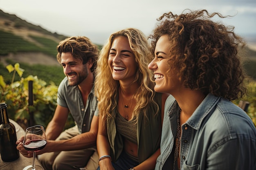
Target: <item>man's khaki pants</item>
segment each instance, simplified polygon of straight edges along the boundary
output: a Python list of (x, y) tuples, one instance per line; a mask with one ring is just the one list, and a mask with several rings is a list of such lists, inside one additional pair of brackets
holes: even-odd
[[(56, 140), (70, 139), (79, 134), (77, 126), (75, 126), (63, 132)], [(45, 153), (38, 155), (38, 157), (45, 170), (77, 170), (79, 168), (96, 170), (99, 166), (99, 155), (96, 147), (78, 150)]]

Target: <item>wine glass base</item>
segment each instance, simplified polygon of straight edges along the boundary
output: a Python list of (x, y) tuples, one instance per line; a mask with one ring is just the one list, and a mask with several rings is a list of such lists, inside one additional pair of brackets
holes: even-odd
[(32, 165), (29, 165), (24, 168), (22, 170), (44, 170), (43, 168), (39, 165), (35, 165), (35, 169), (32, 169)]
============================================================
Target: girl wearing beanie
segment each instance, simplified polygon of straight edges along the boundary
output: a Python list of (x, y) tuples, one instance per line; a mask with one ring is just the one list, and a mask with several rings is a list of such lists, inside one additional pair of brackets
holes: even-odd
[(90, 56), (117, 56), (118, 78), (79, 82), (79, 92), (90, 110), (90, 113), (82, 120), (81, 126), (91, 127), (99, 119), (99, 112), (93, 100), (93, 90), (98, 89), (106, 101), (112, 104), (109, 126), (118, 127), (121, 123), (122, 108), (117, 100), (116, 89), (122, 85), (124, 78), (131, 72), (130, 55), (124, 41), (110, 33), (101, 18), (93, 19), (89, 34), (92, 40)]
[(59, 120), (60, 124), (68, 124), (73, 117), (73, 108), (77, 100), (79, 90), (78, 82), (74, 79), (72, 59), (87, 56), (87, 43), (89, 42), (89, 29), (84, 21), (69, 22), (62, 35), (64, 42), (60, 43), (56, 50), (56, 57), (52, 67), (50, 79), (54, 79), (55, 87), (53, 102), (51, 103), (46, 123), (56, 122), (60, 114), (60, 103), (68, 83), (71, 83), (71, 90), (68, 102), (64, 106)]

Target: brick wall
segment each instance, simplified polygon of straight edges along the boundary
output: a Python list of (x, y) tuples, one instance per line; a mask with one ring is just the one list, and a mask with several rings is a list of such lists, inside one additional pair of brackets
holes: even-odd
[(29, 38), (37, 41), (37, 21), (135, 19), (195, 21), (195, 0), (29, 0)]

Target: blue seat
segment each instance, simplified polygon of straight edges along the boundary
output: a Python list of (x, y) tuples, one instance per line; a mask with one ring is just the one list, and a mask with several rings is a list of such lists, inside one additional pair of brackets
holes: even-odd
============================================================
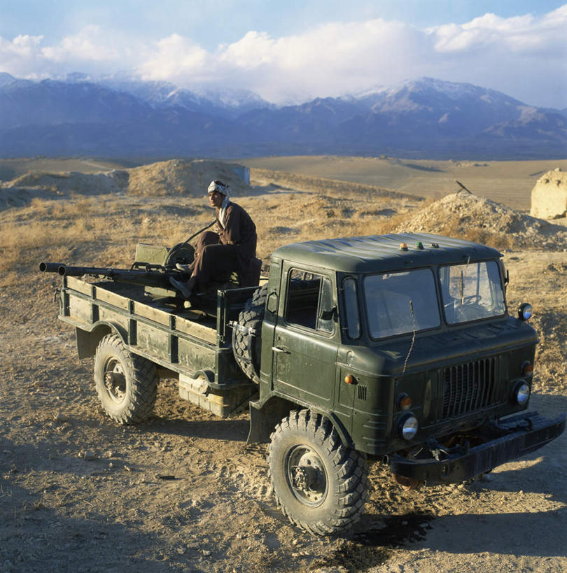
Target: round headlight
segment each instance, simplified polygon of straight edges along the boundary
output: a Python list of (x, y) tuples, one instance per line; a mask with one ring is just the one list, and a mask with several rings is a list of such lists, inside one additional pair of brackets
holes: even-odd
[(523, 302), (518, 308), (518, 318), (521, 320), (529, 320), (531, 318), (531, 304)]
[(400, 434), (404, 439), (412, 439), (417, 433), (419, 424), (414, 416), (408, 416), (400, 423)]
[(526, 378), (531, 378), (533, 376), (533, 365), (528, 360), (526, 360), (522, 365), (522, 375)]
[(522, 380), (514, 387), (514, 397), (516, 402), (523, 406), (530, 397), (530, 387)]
============================================================
Reproduce the material word for word, starting at the line that contains "Target: <item>wine glass base</item>" and stopping after the line that contains "169), (32, 169)]".

Target: <item>wine glass base</item>
segment each instance, simplified polygon of straight edges along the boundary
output: a Python list of (x, y) tuples, one instance per line; a mask with one ring is just the one list, and a mask with several rings is a list of such lists, inside one additional pair of brackets
holes: even-odd
[(32, 165), (29, 165), (24, 168), (22, 170), (44, 170), (43, 168), (39, 165), (35, 165), (35, 169), (32, 169)]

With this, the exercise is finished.